## PROBLEM TO SOLVE
Rewrite the lines below so that every "evenodd" becomes "nonzero", and leave everything else unchanged.

## RECORDS FOR PROCESSING
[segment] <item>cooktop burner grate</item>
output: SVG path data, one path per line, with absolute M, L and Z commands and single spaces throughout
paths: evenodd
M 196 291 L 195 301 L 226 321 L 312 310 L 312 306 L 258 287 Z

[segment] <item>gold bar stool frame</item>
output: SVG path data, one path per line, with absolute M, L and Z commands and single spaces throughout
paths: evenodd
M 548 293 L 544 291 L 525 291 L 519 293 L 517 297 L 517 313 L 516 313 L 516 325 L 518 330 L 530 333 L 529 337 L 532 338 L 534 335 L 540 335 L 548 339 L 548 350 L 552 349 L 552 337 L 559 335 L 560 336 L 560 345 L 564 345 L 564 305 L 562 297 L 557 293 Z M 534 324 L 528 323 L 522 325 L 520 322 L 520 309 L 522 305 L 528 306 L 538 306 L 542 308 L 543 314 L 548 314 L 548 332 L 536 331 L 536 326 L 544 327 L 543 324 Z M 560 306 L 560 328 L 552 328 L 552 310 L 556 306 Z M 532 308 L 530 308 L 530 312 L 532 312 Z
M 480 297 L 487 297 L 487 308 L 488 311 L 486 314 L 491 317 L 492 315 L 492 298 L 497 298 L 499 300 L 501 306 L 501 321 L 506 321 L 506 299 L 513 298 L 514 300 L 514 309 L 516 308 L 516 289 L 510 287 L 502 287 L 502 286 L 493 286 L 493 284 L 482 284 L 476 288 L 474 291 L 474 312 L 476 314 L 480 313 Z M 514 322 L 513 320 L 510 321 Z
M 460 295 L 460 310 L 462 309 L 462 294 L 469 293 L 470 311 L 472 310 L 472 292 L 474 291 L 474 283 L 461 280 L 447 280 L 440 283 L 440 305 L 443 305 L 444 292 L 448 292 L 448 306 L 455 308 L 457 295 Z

## TASK ANSWER
[segment] <item>cooktop burner grate</item>
output: SVG path data, one path per line, with absolute M, L and Z commands and single spaces throughout
paths: nonzero
M 196 291 L 195 301 L 226 321 L 312 310 L 312 306 L 258 287 Z

[segment] <item>gold bar stool frame</item>
output: SVG path data, one path per line, with absolute M, L and Z commands and single spaces throughout
paths: nonzero
M 548 293 L 544 291 L 525 291 L 519 293 L 517 297 L 517 313 L 516 313 L 516 325 L 518 330 L 530 333 L 529 337 L 532 338 L 534 335 L 540 335 L 548 339 L 548 350 L 552 349 L 552 337 L 559 335 L 560 336 L 560 345 L 564 345 L 564 305 L 562 297 L 557 293 Z M 534 324 L 528 323 L 522 325 L 520 322 L 520 309 L 522 305 L 528 306 L 538 306 L 542 308 L 543 314 L 548 314 L 548 332 L 536 331 L 536 326 L 544 327 L 543 324 Z M 560 306 L 560 328 L 552 328 L 552 310 L 556 306 Z M 532 308 L 530 308 L 530 312 L 532 312 Z
M 480 297 L 487 297 L 487 308 L 488 311 L 486 314 L 491 317 L 492 315 L 492 298 L 497 298 L 499 300 L 501 306 L 501 321 L 506 321 L 506 299 L 513 298 L 514 300 L 514 309 L 516 308 L 516 289 L 510 287 L 502 287 L 502 286 L 493 286 L 493 284 L 482 284 L 476 288 L 474 291 L 474 312 L 476 314 L 480 313 Z M 514 322 L 513 320 L 510 321 Z
M 460 295 L 460 310 L 462 309 L 462 294 L 469 293 L 470 311 L 472 310 L 472 292 L 474 291 L 474 283 L 461 280 L 447 280 L 440 283 L 440 305 L 443 305 L 444 292 L 448 292 L 448 306 L 455 308 L 457 295 Z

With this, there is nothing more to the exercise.